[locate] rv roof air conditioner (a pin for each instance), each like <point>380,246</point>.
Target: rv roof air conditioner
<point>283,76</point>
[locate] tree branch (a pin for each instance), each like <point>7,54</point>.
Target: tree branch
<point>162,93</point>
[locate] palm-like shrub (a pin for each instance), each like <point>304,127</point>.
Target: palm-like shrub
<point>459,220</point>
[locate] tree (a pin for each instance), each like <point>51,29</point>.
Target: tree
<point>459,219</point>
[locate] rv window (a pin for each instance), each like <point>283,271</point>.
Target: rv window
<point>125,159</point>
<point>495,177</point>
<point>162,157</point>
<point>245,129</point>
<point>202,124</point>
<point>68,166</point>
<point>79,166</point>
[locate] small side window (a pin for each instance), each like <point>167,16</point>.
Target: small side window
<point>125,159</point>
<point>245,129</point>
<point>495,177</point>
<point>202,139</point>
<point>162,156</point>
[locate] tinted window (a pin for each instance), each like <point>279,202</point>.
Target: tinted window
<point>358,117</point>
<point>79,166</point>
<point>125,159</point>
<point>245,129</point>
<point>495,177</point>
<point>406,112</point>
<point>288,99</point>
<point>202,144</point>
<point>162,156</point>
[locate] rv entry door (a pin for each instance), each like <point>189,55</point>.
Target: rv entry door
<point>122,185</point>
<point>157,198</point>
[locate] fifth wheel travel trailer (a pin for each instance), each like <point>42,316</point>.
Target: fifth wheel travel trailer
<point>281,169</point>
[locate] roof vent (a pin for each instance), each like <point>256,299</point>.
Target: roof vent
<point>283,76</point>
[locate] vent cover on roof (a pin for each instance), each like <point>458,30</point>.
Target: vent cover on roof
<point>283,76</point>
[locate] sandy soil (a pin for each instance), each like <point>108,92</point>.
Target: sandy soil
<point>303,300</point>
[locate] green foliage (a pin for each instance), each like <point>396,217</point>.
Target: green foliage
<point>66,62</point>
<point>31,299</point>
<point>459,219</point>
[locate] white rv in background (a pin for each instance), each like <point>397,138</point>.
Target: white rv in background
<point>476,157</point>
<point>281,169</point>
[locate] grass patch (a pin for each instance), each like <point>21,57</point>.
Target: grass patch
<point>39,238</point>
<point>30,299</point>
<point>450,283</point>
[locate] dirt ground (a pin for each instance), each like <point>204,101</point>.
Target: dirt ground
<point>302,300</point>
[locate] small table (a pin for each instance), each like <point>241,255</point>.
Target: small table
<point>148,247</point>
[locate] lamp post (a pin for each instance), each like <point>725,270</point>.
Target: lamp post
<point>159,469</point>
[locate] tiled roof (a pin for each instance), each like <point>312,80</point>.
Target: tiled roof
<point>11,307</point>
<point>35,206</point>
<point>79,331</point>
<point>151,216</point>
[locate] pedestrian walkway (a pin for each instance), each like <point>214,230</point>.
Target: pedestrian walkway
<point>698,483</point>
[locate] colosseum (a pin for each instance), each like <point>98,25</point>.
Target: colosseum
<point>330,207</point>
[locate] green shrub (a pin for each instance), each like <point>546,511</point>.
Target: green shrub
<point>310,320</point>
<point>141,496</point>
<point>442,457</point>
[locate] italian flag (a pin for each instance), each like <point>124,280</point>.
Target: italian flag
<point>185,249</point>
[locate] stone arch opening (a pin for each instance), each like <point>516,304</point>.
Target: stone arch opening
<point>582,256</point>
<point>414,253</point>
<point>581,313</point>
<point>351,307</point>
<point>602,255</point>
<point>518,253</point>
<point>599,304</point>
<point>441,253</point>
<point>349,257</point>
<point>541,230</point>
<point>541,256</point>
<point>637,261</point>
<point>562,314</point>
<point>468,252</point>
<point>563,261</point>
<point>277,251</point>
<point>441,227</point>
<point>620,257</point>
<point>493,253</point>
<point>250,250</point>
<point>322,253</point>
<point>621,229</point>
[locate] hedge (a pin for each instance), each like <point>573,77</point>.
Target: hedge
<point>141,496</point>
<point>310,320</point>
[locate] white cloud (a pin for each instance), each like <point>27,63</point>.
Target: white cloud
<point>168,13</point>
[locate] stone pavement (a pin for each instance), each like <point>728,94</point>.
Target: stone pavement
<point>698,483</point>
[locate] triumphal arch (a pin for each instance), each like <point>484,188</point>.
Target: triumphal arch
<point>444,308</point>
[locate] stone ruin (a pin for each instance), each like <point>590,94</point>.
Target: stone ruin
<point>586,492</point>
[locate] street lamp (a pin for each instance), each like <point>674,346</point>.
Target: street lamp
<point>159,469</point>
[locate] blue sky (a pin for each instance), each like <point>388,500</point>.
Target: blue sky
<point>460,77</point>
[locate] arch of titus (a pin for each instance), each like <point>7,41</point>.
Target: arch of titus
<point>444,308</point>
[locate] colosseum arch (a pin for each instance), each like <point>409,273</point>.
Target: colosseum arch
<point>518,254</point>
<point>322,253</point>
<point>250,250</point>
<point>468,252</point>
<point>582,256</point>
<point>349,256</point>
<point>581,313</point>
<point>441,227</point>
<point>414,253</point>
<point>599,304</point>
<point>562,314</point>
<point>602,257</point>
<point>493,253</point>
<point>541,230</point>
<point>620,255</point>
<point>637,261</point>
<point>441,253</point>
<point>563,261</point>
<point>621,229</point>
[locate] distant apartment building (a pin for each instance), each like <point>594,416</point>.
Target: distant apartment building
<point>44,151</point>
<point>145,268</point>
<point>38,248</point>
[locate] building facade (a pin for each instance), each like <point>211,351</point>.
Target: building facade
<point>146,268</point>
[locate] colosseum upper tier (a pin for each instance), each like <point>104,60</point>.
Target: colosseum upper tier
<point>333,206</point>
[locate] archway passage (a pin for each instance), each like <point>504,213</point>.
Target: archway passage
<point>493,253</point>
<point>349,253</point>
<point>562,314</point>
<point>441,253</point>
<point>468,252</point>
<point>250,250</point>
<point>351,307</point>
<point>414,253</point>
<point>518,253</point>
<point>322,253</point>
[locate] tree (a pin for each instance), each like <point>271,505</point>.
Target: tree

* * *

Exercise:
The answer must be the same records, repeated exactly and in full.

Result:
[locate] rv roof air conditioner (a pin for each instance), each like <point>380,246</point>.
Target: rv roof air conditioner
<point>283,76</point>
[locate] tree branch (a pin for each instance), each like <point>7,54</point>.
Target: tree branch
<point>162,93</point>
[locate] palm-like shrub (a pin for each instance), each like <point>304,127</point>.
Target: palm-like shrub
<point>459,220</point>
[locate] tree (a pin for each instance), each like <point>51,29</point>.
Target: tree
<point>459,219</point>
[locate] rv window (a pin for each instance), each like <point>283,271</point>.
Target: rv window
<point>125,159</point>
<point>495,177</point>
<point>162,157</point>
<point>245,129</point>
<point>202,124</point>
<point>68,166</point>
<point>79,166</point>
[locate] small side window (a pin for each instance), each like <point>167,16</point>.
Target: small side window
<point>125,159</point>
<point>245,129</point>
<point>495,177</point>
<point>202,139</point>
<point>162,156</point>
[locate] tinted window (a pin for each instance), each like <point>279,202</point>.
Target: tinted window
<point>358,117</point>
<point>79,166</point>
<point>125,159</point>
<point>245,129</point>
<point>495,177</point>
<point>406,112</point>
<point>288,99</point>
<point>202,144</point>
<point>162,156</point>
[locate] rv entry door (a pin for each instance), each like <point>189,55</point>.
Target: rv entry door
<point>122,185</point>
<point>157,198</point>
[locate] fifth wheel travel trailer (a pin for each instance), each like <point>42,316</point>.
Target: fifth wheel travel trailer
<point>281,169</point>
[locate] roof vent (a pin for each instance), each like <point>256,299</point>.
Target: roof vent
<point>283,76</point>
[locate] vent cover on roof (a pin for each instance), each like <point>458,30</point>.
Target: vent cover on roof
<point>283,76</point>
[locate] sandy soil (a pin for each instance), each like <point>108,92</point>.
Target: sandy soil
<point>303,300</point>
[locate] green foliage (a pin for each instance), each like <point>396,217</point>.
Target: green foliage
<point>66,62</point>
<point>31,299</point>
<point>459,219</point>
[locate] white rv in background (a pin for each instance), each like <point>397,138</point>.
Target: white rv in background
<point>476,157</point>
<point>281,169</point>
[locate] grass patch (a pin for each instance), each like <point>21,57</point>.
Target: grass patch
<point>39,238</point>
<point>30,299</point>
<point>450,283</point>
[locate] dirt ground (a pin for each instance), each like <point>204,101</point>.
Target: dirt ground
<point>302,300</point>
[locate] small table (a pin for each instance), each like <point>241,255</point>.
Target: small table
<point>148,247</point>
[locate] lamp post (a pin for each instance), each like <point>725,270</point>.
Target: lamp post
<point>159,469</point>
[locate] tiled roof (a pin for each instance), each like <point>312,80</point>.
Target: tiled roof
<point>11,307</point>
<point>35,206</point>
<point>79,331</point>
<point>151,216</point>
[locate] pedestrian walkway (a pin for each instance), each like <point>214,230</point>.
Target: pedestrian walkway
<point>698,483</point>
[locate] colosseum (a pin for each instance), each like <point>98,25</point>.
Target: colosseum
<point>330,207</point>
[locate] green shrub (a pin for each instance), each like <point>546,511</point>.
Target: green shrub
<point>310,320</point>
<point>141,496</point>
<point>442,457</point>
[locate] italian flag (a pin for each instance), each like <point>124,280</point>.
Target: italian flag
<point>185,249</point>
[locate] stone arch opening (a pin for each instance), each like <point>516,304</point>.
Target: stone arch opening
<point>582,256</point>
<point>414,253</point>
<point>581,313</point>
<point>351,307</point>
<point>602,255</point>
<point>518,253</point>
<point>599,304</point>
<point>441,253</point>
<point>349,257</point>
<point>541,230</point>
<point>541,256</point>
<point>637,261</point>
<point>562,314</point>
<point>468,252</point>
<point>563,261</point>
<point>277,251</point>
<point>441,227</point>
<point>620,257</point>
<point>493,253</point>
<point>250,250</point>
<point>322,253</point>
<point>621,229</point>
[locate] hedge (a pin for each instance), each like <point>573,77</point>.
Target: hedge
<point>141,496</point>
<point>310,320</point>
[locate] white cloud (a pin for each instance), each like <point>27,63</point>.
Target: white cloud
<point>168,13</point>
[locate] stone pavement (a pin for each instance), each like <point>728,94</point>.
Target: stone pavement
<point>698,483</point>
[locate] triumphal arch (a pin for each instance), each like <point>484,188</point>.
Target: triumphal arch
<point>444,308</point>
[locate] stone ruin (a pin for each instance), each like <point>590,94</point>.
Target: stone ruin
<point>586,492</point>
[locate] street lamp (a pin for each instance), each like <point>674,346</point>.
Target: street lamp
<point>159,469</point>
[locate] blue sky (a pin for each instance), each like <point>388,500</point>.
Target: blue sky
<point>460,77</point>
[locate] arch of titus (a pin for each instance), each like <point>7,41</point>.
Target: arch of titus
<point>444,308</point>
[locate] colosseum arch (a pin for each instance), each like <point>409,273</point>.
Target: colosseum arch
<point>518,254</point>
<point>322,253</point>
<point>250,250</point>
<point>468,252</point>
<point>582,256</point>
<point>349,256</point>
<point>581,313</point>
<point>441,227</point>
<point>414,253</point>
<point>599,304</point>
<point>562,314</point>
<point>602,257</point>
<point>493,253</point>
<point>541,230</point>
<point>620,255</point>
<point>637,261</point>
<point>441,253</point>
<point>563,261</point>
<point>621,229</point>
[locate] distant apartment building (a pin for each instance), each like <point>594,416</point>.
Target: distant apartment building
<point>44,151</point>
<point>145,268</point>
<point>38,248</point>
[locate] building facade (a pin for each instance), each like <point>211,351</point>.
Target: building facade
<point>146,268</point>
[locate] colosseum upper tier (a pin for each instance), each like <point>104,60</point>.
Target: colosseum upper tier
<point>333,206</point>
[locate] archway passage (a pin for each instance), each like <point>504,213</point>.
Target: archway passage
<point>493,253</point>
<point>349,253</point>
<point>562,314</point>
<point>441,253</point>
<point>468,252</point>
<point>250,250</point>
<point>351,307</point>
<point>414,253</point>
<point>518,253</point>
<point>322,253</point>
[locate] tree (a pin for each instance), each like <point>271,505</point>.
Target: tree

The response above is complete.